## [Text passage]

Reaching for the Light by Sam Hawken

Very pleased to welcome Sam Hawken back to the blog. For my money, Sam Hawken is one of the most underrated authors working in crime fiction today, and it’s been my pleasure to both read and review Sam’s novels, such as The Dead Women of Juárez and Juárez Dance, as well as work with him on the Camaro Espinoza novellas (currently on hiatus). Sam’s novel Tequila Sunset, which has already had a successful run in the UK, is set for its official US release next week (though some outlets are already selling it).

Two years ago saw the US release of my debut novel, The Dead Women of Juárez. Nominated for a Crime Writers Association John Creasy New Blood Dagger — whew, that’s a long name! — it had garnered some degree of critical and commercial success in the UK, where it was first published. When it hit over here, however, it made no impact at all. Few copies were sold and fewer readers were satisfied with what they read. One memorable Goodreads review declared that the book “commits entertainment suicide” at the midpoint, when a major plot twist kicks in. Not exactly the sort of thing that breeds confidence. People didn’t like the characters, they didn’t like the setting and they weren’t all that interested in the plight of the real dead women of Juárez, the victims of what Mexicans call the feminicidios.

I wrote another Mexico-set novel after The Dead Women, this one called Tequila Sunset. It was likewise critically lauded and the Crime Writers Association again nominated it for an award, this time the far more easily named Gold Dagger. This was satisfying, as you might expect. To make matters even more gratifying, Tequila Sunset did so well in the UK that it even went bestseller. And when the book was tapped for an American release, Publishers Weekly and Booklist raved. This was a whole other level, and it got me thinking about what was so different about this book than the one that came before.

The Dead Women is essentially two interlocking stories with lead characters who are, shall we say, deeply flawed. There is very little light in the novel and it both turns and ends on bleak notes. Some got what I was going for and even liked it, but I think it’s safe to say most didn’t. Entertainment suicide, indeed.

Tequila Sunset tells three stories, so clearly I didn’t learn my lesson about keeping the cast list trim. The difference, however, has to do with the people whose stories I tell, and how I went about telling them. There’s Felipe “Flip” Morales, the young man who went to prison when a crime had deadly consequences. There’s Cristina Salas, a detective with El Paso, Texas’ gang unit, trying to balance work and home life with her autistic son. There’s Matías Segura, the federal policeman in Ciudad Juárez across the border, whose own life is slowly coming apart at the seams. None are perfect and all are beset by difficult circumstances. But why are they different?

One of the key things I learned between the writing of The Dead Women and Tequila Sunset is that black is not the only color in an author’s box of crayons. In The Dead Women my American lead, Kelly Courter, was a drug-addled loser who’d ruined at least one family’s life. My Mexican lead, Rafael Sevilla, was an old man and a drunk who had nothing to live for. Put these two together in an environment steeped in pain and loss and you have a dark, dark piece of work.

## [Given information]
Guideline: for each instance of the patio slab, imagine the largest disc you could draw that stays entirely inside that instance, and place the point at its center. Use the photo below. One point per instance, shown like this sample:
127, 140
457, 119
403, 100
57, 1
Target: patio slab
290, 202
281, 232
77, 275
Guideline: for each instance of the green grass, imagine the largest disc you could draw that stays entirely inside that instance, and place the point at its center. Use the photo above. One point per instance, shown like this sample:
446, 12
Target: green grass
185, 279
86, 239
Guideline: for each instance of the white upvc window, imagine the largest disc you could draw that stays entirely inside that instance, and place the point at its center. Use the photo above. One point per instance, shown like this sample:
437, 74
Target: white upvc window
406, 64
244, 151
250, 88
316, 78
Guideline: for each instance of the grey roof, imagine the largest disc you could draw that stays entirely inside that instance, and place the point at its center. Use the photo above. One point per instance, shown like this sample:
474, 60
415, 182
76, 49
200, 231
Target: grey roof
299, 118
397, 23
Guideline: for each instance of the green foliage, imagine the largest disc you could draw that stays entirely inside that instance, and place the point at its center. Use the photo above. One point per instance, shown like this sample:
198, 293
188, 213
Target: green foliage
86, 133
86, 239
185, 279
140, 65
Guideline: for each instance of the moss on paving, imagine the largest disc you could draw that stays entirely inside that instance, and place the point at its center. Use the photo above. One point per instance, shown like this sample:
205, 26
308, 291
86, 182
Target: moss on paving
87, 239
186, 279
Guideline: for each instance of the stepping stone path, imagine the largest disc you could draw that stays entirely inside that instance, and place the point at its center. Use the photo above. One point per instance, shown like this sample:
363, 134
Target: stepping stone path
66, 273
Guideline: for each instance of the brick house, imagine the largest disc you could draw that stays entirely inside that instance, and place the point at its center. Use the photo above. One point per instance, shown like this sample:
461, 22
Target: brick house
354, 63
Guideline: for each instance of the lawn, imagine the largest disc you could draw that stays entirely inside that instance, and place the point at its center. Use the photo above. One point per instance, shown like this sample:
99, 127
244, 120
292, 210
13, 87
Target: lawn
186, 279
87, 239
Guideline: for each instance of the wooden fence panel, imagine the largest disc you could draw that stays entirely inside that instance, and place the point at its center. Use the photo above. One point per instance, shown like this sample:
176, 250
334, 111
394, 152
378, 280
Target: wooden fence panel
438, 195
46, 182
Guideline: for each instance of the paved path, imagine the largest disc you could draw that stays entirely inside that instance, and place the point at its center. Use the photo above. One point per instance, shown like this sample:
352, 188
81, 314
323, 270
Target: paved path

## [Required task 1]
In the guest post on Sam Hawken's novels, which award did the Crime Writers Association nominate Tequila Sunset for?
## [Required task 2]
Copy out everything in the guest post from "Reaching for the" down to "already selling it).".
Rely only on the guest post when responding, not on the items.

## [Task output 1]
The Gold Dagger.

## [Task output 2]
Reaching for the Light by Sam Hawken

Very pleased to welcome Sam Hawken back to the blog. For my money, Sam Hawken is one of the most underrated authors working in crime fiction today, and it’s been my pleasure to both read and review Sam’s novels, such as The Dead Women of Juárez and Juárez Dance, as well as work with him on the Camaro Espinoza novellas (currently on hiatus). Sam’s novel Tequila Sunset, which has already had a successful run in the UK, is set for its official US release next week (though some outlets are already selling it).